*** Article
# Summit vipper ss users for bow



## tjandy (Jun 10, 2005)

It does not hinder any shooting, however I find it noisy.


----------



## bigbuckdn (Sep 19, 2007)

i have a new modle the front bar folds down for sit stand climbing and is a little more out of the way for bow


----------



## Michigan Man (Oct 30, 2006)

*Summit Viper*

The bar isn't to bad for climbing but is really nice once you get up the tree. You feel really secure and you can lay your bow or gun on it. Also you can sit on the bar and face the tree if you want.


----------



## Q2bowyer (Aug 4, 2007)

I have both a Bushmaster and a Viper Ultimate SS. the busmaster I had, and used for several years. Having turned 50 this year I bought the Viper Ultimate SS. I find the stand and sit Viper much easier to use for climbing. The bar does not get in the way but I shoot a short bow. A Matthews DXT. I also find the wrap arround seat to be very comfortable. The openface Bushmaster has gone the way of a lot of my older hunting tools...to my son.


----------



## markcich (Nov 12, 2007)

thanks for the info everyone


----------



## xibowhunter (Mar 18, 2003)

doesn't get in the way at all


----------



## HuntinFreak (Jan 26, 2005)

*viper ss*

No, doesn't get in the way, but you do have to stand to take a shot. The ease of climbing the tree with the bar in front is nice unless you like a workout before hunting.


----------



## mrbreeze (Feb 1, 2008)

I'll disagree slightly, and it does depend on your shooting style. If you are a guy to take a shot while standing only, no problem with the viper. If you sit and shoot, then you'll have to be pretty careful. For that reason, I purchased a "top" section from Summit called the Razor. It has a front bar that you can drop out of the way. Now it's the viper for gun, razor for bow...


----------



## LGN (Jan 9, 2007)

*Summit viper*

Great stand. I have 7 vipers. I hide each stand close to where I'm going to hunt. Just remember to remove the seat and only leave the frame. I carry the seat strapped on my Badlands super day pack. Bears and other varmits will find and chew the hell out of the seat. I primarily bowhunt.


----------



## boonecoon (Oct 27, 2008)

bigbuckdn said:


> i have a new modle the front bar folds down for sit stand climbing and is a little more out of the way for bow


the summit razor has a bar that kind of swings down and out of the way alittle more. i averages about $20 more than the viper, and VERY similar in design. never used one, just sold em


----------



## fla_archer (Sep 24, 2008)
******
*** Dataset rows
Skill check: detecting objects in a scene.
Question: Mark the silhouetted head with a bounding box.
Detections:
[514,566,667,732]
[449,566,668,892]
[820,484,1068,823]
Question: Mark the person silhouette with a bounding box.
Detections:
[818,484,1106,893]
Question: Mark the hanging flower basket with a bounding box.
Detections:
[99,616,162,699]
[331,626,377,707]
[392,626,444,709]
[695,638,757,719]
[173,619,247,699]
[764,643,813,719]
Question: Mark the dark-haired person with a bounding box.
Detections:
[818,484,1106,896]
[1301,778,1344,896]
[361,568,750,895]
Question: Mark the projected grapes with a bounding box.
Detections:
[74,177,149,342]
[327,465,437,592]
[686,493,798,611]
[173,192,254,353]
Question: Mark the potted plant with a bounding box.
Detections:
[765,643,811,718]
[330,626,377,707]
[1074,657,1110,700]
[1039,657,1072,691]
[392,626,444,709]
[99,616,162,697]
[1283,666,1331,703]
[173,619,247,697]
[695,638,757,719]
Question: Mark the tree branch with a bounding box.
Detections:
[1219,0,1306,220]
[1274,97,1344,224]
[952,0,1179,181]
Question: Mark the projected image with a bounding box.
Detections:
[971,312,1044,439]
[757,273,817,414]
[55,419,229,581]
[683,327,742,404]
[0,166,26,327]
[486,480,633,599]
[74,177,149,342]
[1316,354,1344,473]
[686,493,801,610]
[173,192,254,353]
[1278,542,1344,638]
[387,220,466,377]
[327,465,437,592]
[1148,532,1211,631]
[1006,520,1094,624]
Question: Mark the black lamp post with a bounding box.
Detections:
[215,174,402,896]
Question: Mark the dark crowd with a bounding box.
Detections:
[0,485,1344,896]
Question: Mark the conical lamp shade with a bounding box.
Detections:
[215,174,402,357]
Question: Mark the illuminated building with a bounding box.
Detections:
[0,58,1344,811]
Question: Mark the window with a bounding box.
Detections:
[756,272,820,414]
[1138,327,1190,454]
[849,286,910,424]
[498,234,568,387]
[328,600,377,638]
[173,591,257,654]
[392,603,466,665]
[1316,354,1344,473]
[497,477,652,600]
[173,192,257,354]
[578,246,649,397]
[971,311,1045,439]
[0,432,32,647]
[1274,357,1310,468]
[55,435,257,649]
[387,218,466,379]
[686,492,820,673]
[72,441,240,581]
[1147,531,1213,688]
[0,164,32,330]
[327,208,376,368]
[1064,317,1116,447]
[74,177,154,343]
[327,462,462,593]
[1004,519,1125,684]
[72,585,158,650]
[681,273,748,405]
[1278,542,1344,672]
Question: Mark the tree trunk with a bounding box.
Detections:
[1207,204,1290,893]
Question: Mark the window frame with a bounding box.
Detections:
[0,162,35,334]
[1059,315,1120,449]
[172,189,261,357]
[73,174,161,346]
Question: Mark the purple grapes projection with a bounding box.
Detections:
******
Stated exercise:
From the Summit Viper thread, pull out the passage between "I'll disagree slightly, and" and "razor for bow...", inclusive, word for word.

Response:
I'll disagree slightly, and it does depend on your shooting style. If you are a guy to take a shot while standing only, no problem with the viper. If you sit and shoot, then you'll have to be pretty careful. For that reason, I purchased a "top" section from Summit called the Razor. It has a front bar that you can drop out of the way. Now it's the viper for gun, razor for bow...